◆ **Exercise goal**
Turn every line in the items below into a numbered list, leaving out any blank lines.

### Supplied entries

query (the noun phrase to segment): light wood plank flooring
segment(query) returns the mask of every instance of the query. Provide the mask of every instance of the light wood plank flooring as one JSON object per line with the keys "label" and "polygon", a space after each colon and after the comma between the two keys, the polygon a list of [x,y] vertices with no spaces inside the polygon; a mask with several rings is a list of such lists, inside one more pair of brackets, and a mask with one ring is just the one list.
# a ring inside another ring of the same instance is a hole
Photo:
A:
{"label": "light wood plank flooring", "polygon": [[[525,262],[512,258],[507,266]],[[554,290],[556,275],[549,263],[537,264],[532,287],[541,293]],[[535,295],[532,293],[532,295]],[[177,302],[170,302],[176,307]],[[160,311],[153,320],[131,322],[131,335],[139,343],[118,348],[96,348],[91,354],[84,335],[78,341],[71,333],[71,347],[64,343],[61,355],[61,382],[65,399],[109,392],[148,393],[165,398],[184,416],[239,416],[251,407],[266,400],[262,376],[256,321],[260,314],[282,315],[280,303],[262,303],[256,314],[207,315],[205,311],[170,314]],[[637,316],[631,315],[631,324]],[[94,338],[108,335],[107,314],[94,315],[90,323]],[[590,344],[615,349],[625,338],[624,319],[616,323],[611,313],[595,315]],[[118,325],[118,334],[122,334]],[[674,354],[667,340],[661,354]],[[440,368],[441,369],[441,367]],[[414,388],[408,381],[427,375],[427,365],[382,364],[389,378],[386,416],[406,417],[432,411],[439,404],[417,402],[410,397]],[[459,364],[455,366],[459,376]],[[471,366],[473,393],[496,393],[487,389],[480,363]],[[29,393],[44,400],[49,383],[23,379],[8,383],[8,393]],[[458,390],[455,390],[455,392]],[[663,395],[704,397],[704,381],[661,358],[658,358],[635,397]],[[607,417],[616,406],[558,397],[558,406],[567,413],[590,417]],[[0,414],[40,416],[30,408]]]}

######

◆ **Correct response**
1. query (the noun phrase to segment): light wood plank flooring
2. segment(query) returns the mask of every instance of the query. Provide the mask of every instance of the light wood plank flooring as one JSON object per line with the keys "label" and "polygon", a space after each colon and after the comma between the two keys, the polygon a list of [x,y] vertices with no spaces inside the polygon; a mask with several rings is a list of such lists, inside one more pair of brackets, and a mask with one ring is just the one list.
3. # a ring inside another ring of the same instance is a hole
4. Photo:
5. A:
6. {"label": "light wood plank flooring", "polygon": [[[525,262],[512,258],[507,266]],[[554,290],[556,275],[549,263],[537,264],[532,287],[541,293]],[[535,295],[532,293],[532,295]],[[177,302],[170,302],[176,307]],[[160,311],[153,320],[131,322],[131,335],[139,343],[118,348],[96,348],[91,354],[84,335],[78,341],[71,333],[71,347],[64,343],[61,355],[61,382],[65,399],[109,392],[148,393],[165,398],[184,416],[239,416],[251,407],[266,400],[262,376],[256,321],[260,314],[282,315],[280,303],[262,303],[256,314],[207,315],[205,311],[170,314]],[[637,316],[631,315],[631,324]],[[94,338],[108,335],[107,314],[94,315],[90,323]],[[590,344],[615,349],[625,338],[624,319],[616,323],[611,313],[595,315]],[[118,325],[118,334],[122,334]],[[674,354],[667,340],[661,354]],[[440,368],[441,369],[441,367]],[[414,388],[408,381],[427,375],[427,365],[382,364],[389,378],[386,416],[406,417],[432,411],[439,404],[417,402],[410,397]],[[459,364],[455,366],[459,376]],[[471,366],[473,393],[496,393],[487,389],[480,363]],[[29,393],[44,400],[49,383],[23,379],[8,383],[8,393]],[[458,390],[455,390],[455,392]],[[663,395],[704,397],[704,381],[661,358],[658,358],[635,397]],[[607,417],[616,406],[558,397],[558,406],[567,413],[590,417]],[[0,414],[40,416],[30,408]]]}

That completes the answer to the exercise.